Records from a data source

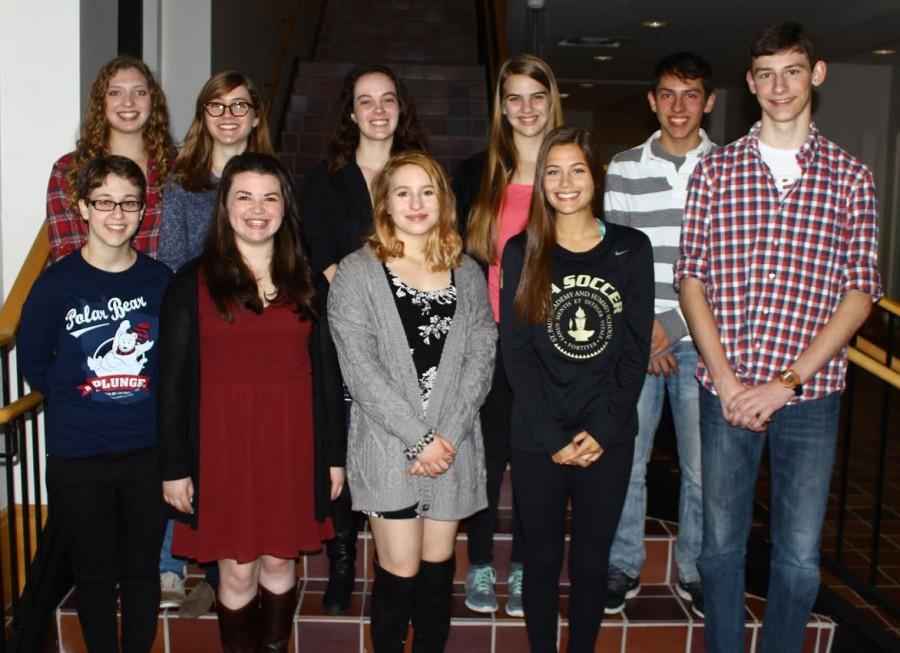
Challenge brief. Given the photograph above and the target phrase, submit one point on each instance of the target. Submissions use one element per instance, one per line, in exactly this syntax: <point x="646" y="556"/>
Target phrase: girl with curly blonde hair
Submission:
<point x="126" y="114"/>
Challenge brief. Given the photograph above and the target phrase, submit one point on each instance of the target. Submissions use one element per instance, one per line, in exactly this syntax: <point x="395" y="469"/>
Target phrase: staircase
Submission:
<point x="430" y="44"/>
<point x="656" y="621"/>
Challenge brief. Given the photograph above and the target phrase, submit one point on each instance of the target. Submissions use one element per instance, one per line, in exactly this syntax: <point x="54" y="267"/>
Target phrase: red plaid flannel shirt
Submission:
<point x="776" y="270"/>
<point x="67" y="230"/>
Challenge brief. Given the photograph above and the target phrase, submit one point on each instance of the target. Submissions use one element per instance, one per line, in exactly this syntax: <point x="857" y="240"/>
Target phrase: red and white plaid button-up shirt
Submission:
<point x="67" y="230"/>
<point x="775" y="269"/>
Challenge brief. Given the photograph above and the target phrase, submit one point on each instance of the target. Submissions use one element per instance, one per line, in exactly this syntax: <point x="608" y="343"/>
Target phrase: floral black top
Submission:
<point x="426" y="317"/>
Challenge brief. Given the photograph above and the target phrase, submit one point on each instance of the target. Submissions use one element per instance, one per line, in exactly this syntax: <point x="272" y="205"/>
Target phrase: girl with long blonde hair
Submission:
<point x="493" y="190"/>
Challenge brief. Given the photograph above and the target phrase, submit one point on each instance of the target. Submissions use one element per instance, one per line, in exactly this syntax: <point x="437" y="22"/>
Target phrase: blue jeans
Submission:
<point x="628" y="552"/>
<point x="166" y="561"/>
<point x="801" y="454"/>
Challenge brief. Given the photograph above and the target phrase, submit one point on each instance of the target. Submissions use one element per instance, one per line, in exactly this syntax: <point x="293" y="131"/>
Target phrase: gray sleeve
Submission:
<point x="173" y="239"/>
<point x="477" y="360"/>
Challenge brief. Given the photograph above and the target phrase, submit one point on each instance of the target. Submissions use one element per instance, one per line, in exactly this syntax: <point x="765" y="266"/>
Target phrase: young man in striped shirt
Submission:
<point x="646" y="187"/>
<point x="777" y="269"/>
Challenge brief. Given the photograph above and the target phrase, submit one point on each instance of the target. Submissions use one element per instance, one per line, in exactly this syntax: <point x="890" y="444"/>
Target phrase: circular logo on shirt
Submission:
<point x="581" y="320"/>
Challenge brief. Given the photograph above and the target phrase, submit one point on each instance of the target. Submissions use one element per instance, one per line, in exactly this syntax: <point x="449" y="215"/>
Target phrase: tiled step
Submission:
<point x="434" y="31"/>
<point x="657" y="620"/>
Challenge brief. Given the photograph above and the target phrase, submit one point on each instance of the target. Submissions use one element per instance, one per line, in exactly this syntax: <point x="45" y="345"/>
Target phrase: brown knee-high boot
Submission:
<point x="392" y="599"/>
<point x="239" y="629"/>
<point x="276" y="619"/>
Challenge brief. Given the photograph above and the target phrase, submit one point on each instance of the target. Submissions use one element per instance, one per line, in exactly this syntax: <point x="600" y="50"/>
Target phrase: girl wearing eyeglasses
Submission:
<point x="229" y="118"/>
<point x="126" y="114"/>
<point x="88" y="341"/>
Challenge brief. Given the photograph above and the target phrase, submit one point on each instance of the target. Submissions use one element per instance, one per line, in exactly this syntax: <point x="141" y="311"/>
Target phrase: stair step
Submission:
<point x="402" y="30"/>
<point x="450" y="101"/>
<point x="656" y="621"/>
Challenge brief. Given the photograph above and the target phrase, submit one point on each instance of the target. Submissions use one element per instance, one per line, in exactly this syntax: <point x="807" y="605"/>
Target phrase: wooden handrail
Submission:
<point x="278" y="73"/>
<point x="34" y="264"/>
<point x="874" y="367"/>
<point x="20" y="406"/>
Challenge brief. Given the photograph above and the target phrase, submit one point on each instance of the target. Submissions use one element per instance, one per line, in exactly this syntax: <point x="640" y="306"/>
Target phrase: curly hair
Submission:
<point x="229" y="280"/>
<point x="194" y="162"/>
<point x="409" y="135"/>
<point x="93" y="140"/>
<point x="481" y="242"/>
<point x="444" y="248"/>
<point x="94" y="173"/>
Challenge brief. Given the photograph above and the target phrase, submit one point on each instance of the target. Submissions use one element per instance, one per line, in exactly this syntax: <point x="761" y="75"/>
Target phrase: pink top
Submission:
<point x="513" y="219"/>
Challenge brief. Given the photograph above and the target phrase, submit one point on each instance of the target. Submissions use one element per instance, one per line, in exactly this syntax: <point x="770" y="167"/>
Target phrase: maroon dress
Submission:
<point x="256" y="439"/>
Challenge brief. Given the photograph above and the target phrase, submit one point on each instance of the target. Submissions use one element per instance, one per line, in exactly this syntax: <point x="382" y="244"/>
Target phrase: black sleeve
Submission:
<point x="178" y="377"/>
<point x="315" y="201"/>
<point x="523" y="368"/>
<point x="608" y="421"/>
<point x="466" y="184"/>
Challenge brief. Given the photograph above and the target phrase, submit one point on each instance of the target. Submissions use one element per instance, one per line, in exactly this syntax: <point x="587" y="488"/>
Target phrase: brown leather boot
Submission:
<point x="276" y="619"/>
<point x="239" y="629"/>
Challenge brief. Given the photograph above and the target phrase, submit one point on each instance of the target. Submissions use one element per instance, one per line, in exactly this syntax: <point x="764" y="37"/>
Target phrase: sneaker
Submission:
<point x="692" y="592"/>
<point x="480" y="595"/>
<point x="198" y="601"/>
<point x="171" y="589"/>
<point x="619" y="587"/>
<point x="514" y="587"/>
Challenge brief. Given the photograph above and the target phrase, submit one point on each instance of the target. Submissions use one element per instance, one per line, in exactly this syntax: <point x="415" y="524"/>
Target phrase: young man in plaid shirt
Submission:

**Work required:**
Write the material out again exactly as it appears, dropping the pictures.

**Final answer:**
Challenge brief. Given the photograph above and the target phrase, submit one point on each instance of the target. Submissions use one element per instance, one per line, in exactly this syntax: <point x="646" y="556"/>
Target phrase: girl with curly blonde hair
Submission:
<point x="126" y="114"/>
Challenge brief. Given the photograph above and the target phrase, submit one point on each instance of the target. Submissions use one element per instance, one per line, in exactly this syntax: <point x="395" y="469"/>
Target phrase: staircase
Submission:
<point x="430" y="44"/>
<point x="656" y="621"/>
Challenge brief. Given the photograph above and the target phrase, submit one point on each instance of the target. Submissions use one element per instance, one per line, in exactly this syntax: <point x="54" y="267"/>
Target phrase: red plaid flannel shirt
Submission:
<point x="776" y="270"/>
<point x="67" y="230"/>
Challenge brief. Given the photograph above and the target phrase, submit one point on each instance of the target. Submissions use one element per instance, one per line, in exactly this syntax: <point x="857" y="240"/>
Target phrase: red and white plaid button-up shirt
Submission:
<point x="67" y="230"/>
<point x="775" y="269"/>
Challenge brief. Given the photograph above and the target phrase, submit one point on each instance of the target. Submissions use one element per instance, one per line, in exactly this syntax: <point x="608" y="343"/>
Target phrase: floral black top
Submission:
<point x="426" y="317"/>
Challenge brief. Given the photograph above and the target phrase, submit one point on each instance of the target. Submissions use one element per instance, one per line, in exactly this syntax: <point x="272" y="205"/>
Target phrase: girl with long blonde hair
Submission:
<point x="493" y="190"/>
Challenge brief. Given the photograph above and the target phrase, submit one point on each instance of the target. Submissions use one element per instance, one per line, in exactly this syntax: <point x="437" y="22"/>
Target phrase: blue jeans
Submission:
<point x="628" y="552"/>
<point x="166" y="561"/>
<point x="801" y="454"/>
Challenge brief. Given the photograph above and the target phrase, submit one point on each instance of the target. Submissions use one element per instance, one per line, in exactly this syntax: <point x="293" y="131"/>
Target phrase: gray sleeve
Submission:
<point x="173" y="239"/>
<point x="477" y="360"/>
Challenge brief. Given the photograph above and the target phrase, submit one point on each instance of the target. Submissions use one element per instance, one per line, in exactly this syntax: <point x="765" y="266"/>
Target phrase: young man in striped shirt
Submission:
<point x="646" y="187"/>
<point x="777" y="269"/>
Challenge brief. Given the photograph above and the target phrase, submit one point on each instance of the target. Submissions use one element per instance, one per line, in exactly this syntax: <point x="890" y="444"/>
Target phrase: circular logo on shirt
Submission:
<point x="581" y="320"/>
Challenge brief. Given the photograph above and the target phrase, submit one point on each instance of the target. Submissions use one element per instance, one per line, in exactly this syntax: <point x="449" y="215"/>
Target phrase: tiled step
Submission:
<point x="434" y="31"/>
<point x="657" y="620"/>
Challenge brief. Given the photograph above and the target phrase, submit one point on each instance of the target. Submissions use one element per instance, one per line, in exactly this syntax: <point x="45" y="345"/>
Target phrase: brown knee-high boot
Submission:
<point x="392" y="599"/>
<point x="239" y="629"/>
<point x="276" y="619"/>
Challenge brief. Given the photograph above and the target phrase, submit one point on each instance of the target. Submissions use one element per instance, one per line, in exactly this syntax: <point x="600" y="50"/>
Target phrase: girl wearing eyeglasses
Submission:
<point x="229" y="118"/>
<point x="126" y="114"/>
<point x="88" y="341"/>
Challenge brief. Given the photograph above and the target phrase, submit one point on each instance of the target. Submissions use one element per instance, one per line, in exactly this syntax: <point x="141" y="311"/>
Target phrase: stair step
Submission:
<point x="402" y="30"/>
<point x="450" y="101"/>
<point x="656" y="621"/>
Challenge brief. Given the photograph above and the target phrase, submit one point on each instance of the target. Submissions use one element per instance, one per line, in exactly this syntax: <point x="807" y="605"/>
Target phrase: wooden handrail
Submission:
<point x="278" y="73"/>
<point x="34" y="264"/>
<point x="874" y="367"/>
<point x="20" y="406"/>
Challenge brief. Given the photograph above and the target phrase, submit one point on each instance of the target. Submissions use one element per instance, one per line, in exactly this syntax: <point x="640" y="306"/>
Target phrase: curly hair
Submission:
<point x="229" y="280"/>
<point x="194" y="162"/>
<point x="409" y="135"/>
<point x="93" y="140"/>
<point x="481" y="242"/>
<point x="444" y="248"/>
<point x="94" y="173"/>
Challenge brief. Given the photograph above and the target phrase, submit one point on each instance of the target. Submissions use one element per instance, one per line, in exactly this syntax: <point x="761" y="75"/>
Target phrase: pink top
Submission:
<point x="513" y="219"/>
Challenge brief. Given the photograph above and the target phrase, submit one point on each instance of the target. Submissions use one element per instance, one per line, in exactly this syntax: <point x="770" y="167"/>
Target phrase: maroon dress
Submission:
<point x="256" y="439"/>
Challenge brief. Given the photograph above and the target phrase, submit one point on each instance of the target. Submissions use one element per instance, one per line, in exactly this syntax: <point x="382" y="244"/>
Target phrase: black sleeve
Submission:
<point x="178" y="377"/>
<point x="315" y="201"/>
<point x="523" y="368"/>
<point x="608" y="421"/>
<point x="466" y="184"/>
Challenge brief. Given the photograph above and the target phrase, submit one point on each instance of the target. Submissions use one element per instance, one per line, in exactly this syntax: <point x="587" y="488"/>
Target phrase: brown leather boot
Submission:
<point x="276" y="619"/>
<point x="239" y="629"/>
Challenge brief. Given the photograph above and the target phrase, submit one point on each instance of the target. Submissions use one element per instance, one per line, in exactly this syntax: <point x="764" y="37"/>
Target phrase: sneaker
Submission:
<point x="692" y="592"/>
<point x="480" y="595"/>
<point x="198" y="601"/>
<point x="171" y="589"/>
<point x="619" y="587"/>
<point x="514" y="587"/>
Challenge brief. Given the photograph above and the target phrase, submit one point on each instance of the target. Submissions use one element per instance, one per line, in exactly this syntax: <point x="415" y="524"/>
Target phrase: young man in plaid shirt
Submission:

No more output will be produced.